* Source document

Studio album by Jasper Steverlinck
- Released: 2004
- Label: PIAS

= Songs of Innocence (Jasper Steverlinck album) =

Songs of Innocence is the debut English-language solo album by the Belgian Flemish singer Jasper Steverlinck, frontman of Arid. It was released in 2004 by PIAS Recordings, and it topped for five weeks the Belgian Album Chart (Flanders Region), and reached No. 48 in the Wallonia Region. The album include the previous year's single "Life On Mars?", an acoustic cover of the Davie Bowie song with the Kolacny brothers pianists, which had spent seven weeks at No.1 in Belgium in 2003.

==Track list==
1. "Sympathy" (3:39)
2. "Imaginary Love" (3:27)
3. "It Must Be Love" (3:40)
4. "Insensitive" (4:13)
5. "A Song for You" (4:54)
6. "We All Fall in Love Sometimes" (4:51)
7. "To Make You Feel My Love" (3:15)

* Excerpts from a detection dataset
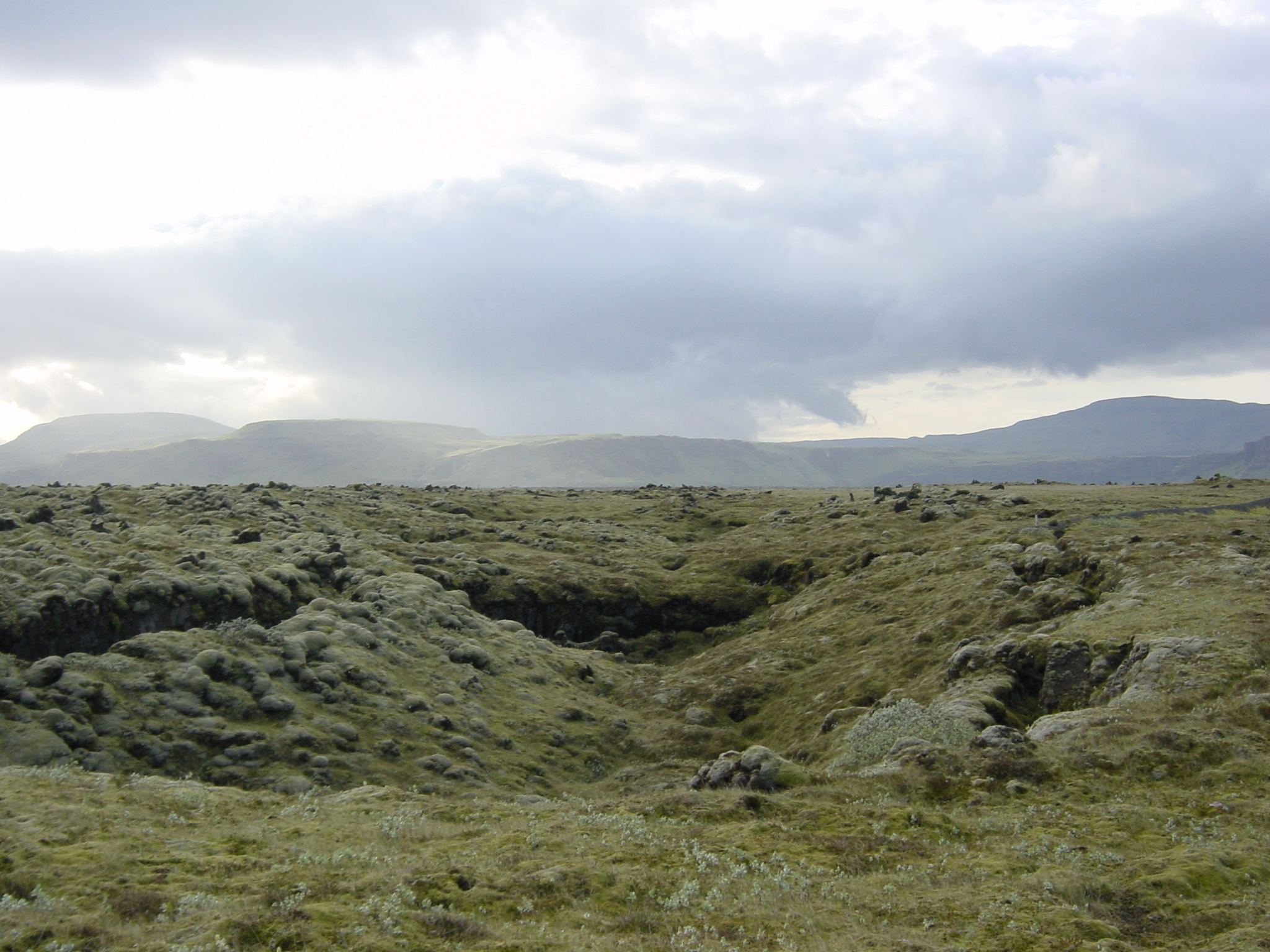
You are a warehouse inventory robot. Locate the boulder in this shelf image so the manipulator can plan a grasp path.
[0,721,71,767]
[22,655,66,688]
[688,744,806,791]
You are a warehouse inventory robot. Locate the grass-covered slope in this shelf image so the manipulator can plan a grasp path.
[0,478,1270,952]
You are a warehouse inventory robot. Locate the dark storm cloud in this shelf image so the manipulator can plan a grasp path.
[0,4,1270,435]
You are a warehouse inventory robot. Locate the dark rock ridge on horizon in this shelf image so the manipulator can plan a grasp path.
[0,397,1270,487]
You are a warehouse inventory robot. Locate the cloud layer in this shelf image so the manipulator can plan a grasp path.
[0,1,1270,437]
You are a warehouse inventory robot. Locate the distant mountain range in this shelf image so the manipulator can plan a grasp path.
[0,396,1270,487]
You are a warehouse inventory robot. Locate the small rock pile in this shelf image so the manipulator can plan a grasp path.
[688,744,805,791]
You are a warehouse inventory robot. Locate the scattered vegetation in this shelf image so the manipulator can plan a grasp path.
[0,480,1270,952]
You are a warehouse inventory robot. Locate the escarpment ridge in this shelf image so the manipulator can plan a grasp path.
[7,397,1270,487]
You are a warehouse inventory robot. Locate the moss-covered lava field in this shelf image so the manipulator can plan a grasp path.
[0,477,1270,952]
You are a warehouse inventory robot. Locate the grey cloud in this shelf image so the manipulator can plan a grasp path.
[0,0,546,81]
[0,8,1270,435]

* Exercises
• 1. Answer these questions from the Songs of Innocence article:
(a) For how many weeks did the album top the Belgian Album Chart (Flanders Region)?
(b) What position did the album reach in the Wallonia Region?
(c) What running time is listed for "A Song for You"?
• 2. Decide whether each statement agrees with the Songs of Innocence article, giving yes or no along with the deciding words quoted from it:
(a) The album was issued by PIAS Recordings.
(b) "Life On Mars?" spent five weeks at No. 1 in Belgium.
(c) "Sympathy" is the first track on the album.
• 3. Reproduce word for word the stretch of the Songs of Innocence article from "Studio album by" through "Belgium in 2003.".
The records are not required for this work.

* Solutions per task
• 1.
(a) Five weeks.
(b) No. 48.
(c) 4:54.

• 2.
(a) Yes: "It was released in 2004 by PIAS Recordings"
(b) No: "which had spent seven weeks at No.1 in Belgium in 2003"
(c) Yes: "1. "Sympathy" (3:39)"

• 3.
Studio album by Jasper Steverlinck
- Released: 2004
- Label: PIAS

= Songs of Innocence (Jasper Steverlinck album) =

Songs of Innocence is the debut English-language solo album by the Belgian Flemish singer Jasper Steverlinck, frontman of Arid. It was released in 2004 by PIAS Recordings, and it topped for five weeks the Belgian Album Chart (Flanders Region), and reached No. 48 in the Wallonia Region. The album include the previous year's single "Life On Mars?", an acoustic cover of the Davie Bowie song with the Kolacny brothers pianists, which had spent seven weeks at No.1 in Belgium in 2003.